### TEXTO DE REFERENCIA
Sobre los adoquines que rodean los dos grandes galpones del puerto –que suelen usarse como refugio cuando las crecidas inundan– aún se ven los antiguos rieles del primer Ferrocarril Entrerriano. Además de los que van a pescar, están aquellos que simplemente hicieron los nueve kilómetros que separa el barrio con la localidad de Gualeguay para mirar el atardecer desde la margen el río, tomando mates dentro de los autos o sentados al manubrio de una moto.
La historia escrita dice que ese paraje, por el que ahora caminan unos amigos sin apuro rumbo a la carnicería, fue fundado por Pedro y Domingo Ruiz en 1750. Y también que llegó a ser el tercer puerto de la provincia de Entre Ríos. A mediados del siglo XIX tenía un movimiento importante y fue entonces que llegaron hasta él las vías del ferrocarril (la estación es de 1864). Hubo saladeros para el ganado de la zona y una fábrica de jabones de 1900, que funcionaron en galpones hoy semiderruidos. La poca profundidad del Gualeguay fue la causa de que ese pasado de esplendor económico quedara atrás, cuando los barcos comenzaron a ser más grandes. El puerto es apto para todo tipo de embarcaciones de hasta nueve pies de calado. «No hay colectivos hacia Gualeguay; estamos aislados», informa una mujer consultada por 170 Escalones. «La única manera de ir es en remís, que están cobrando unos 250 pesos o más el viaje» agrega, resignada. Por eso, cuando hay que recorrer ese camino de más de 300 años recientemente asfaltado hacia la ciudad, los habitantes del puerto se asocian para compartir vehículo.
######
### DATOS REGISTRADOS
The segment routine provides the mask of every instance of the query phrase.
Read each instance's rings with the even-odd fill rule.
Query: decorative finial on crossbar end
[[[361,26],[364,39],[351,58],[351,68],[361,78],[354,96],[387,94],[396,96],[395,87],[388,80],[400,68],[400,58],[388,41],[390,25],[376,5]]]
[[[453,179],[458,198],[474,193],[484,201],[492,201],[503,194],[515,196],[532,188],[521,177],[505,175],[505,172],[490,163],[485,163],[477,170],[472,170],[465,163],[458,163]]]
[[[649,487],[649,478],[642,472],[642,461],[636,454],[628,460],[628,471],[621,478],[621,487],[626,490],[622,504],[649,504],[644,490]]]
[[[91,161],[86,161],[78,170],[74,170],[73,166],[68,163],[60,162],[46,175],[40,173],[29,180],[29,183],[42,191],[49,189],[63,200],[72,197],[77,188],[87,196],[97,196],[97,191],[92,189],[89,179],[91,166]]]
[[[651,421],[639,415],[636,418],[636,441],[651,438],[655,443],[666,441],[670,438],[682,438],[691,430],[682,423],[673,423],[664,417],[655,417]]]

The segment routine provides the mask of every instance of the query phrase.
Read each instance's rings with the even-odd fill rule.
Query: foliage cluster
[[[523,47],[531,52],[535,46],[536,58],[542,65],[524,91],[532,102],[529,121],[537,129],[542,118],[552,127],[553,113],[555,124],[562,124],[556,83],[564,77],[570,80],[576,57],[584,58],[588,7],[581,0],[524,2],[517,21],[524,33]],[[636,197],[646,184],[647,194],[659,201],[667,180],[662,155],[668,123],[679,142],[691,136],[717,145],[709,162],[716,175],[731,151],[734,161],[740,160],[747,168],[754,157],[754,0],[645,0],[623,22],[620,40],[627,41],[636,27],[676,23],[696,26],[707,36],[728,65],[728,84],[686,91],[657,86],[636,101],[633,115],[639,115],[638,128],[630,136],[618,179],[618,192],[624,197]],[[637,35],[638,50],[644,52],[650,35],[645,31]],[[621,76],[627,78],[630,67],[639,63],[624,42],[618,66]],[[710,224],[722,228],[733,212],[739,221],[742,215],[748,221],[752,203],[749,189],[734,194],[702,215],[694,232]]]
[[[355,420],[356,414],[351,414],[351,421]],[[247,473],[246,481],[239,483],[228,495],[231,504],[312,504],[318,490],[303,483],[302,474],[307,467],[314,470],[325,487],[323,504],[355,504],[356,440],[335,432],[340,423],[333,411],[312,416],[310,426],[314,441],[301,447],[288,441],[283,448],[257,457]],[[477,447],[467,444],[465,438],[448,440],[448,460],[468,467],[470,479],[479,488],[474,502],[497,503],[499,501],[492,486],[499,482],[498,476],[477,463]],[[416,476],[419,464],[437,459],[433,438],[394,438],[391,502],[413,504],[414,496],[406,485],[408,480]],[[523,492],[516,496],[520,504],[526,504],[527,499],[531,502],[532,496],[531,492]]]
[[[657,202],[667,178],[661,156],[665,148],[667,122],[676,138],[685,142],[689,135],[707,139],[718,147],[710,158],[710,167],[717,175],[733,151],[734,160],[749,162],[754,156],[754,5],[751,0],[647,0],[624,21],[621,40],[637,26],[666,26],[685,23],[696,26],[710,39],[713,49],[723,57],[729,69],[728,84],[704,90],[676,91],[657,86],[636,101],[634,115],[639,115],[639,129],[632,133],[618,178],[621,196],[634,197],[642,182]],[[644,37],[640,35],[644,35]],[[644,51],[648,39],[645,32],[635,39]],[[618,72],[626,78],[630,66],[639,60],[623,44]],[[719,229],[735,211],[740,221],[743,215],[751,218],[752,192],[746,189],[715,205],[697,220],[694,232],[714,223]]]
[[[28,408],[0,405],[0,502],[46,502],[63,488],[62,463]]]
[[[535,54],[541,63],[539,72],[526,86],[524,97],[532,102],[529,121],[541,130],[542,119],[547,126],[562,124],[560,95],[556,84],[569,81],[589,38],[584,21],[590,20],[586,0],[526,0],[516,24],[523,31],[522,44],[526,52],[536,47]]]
######
• CONSIGNAS
- 1) Responde según el texto sobre el puerto:
(a) ¿Cuántos kilómetros separan el barrio de la localidad de Gualeguay?
(b) ¿Quiénes fundaron el paraje y en qué año?
(c) ¿De qué año es la estación del ferrocarril?
- 2) Copia del texto sobre el puerto todo lo que va desde "Sobre los adoquines" hasta "de una moto.".

• SOLUCIONES
- 1)
(a) Nueve kilómetros.
(b) Pedro y Domingo Ruiz, en 1750.
(c) De 1864.

- 2)
Sobre los adoquines que rodean los dos grandes galpones del puerto –que suelen usarse como refugio cuando las crecidas inundan– aún se ven los antiguos rieles del primer Ferrocarril Entrerriano. Además de los que van a pescar, están aquellos que simplemente hicieron los nueve kilómetros que separa el barrio con la localidad de Gualeguay para mirar el atardecer desde la margen el río, tomando mates dentro de los autos o sentados al manubrio de una moto.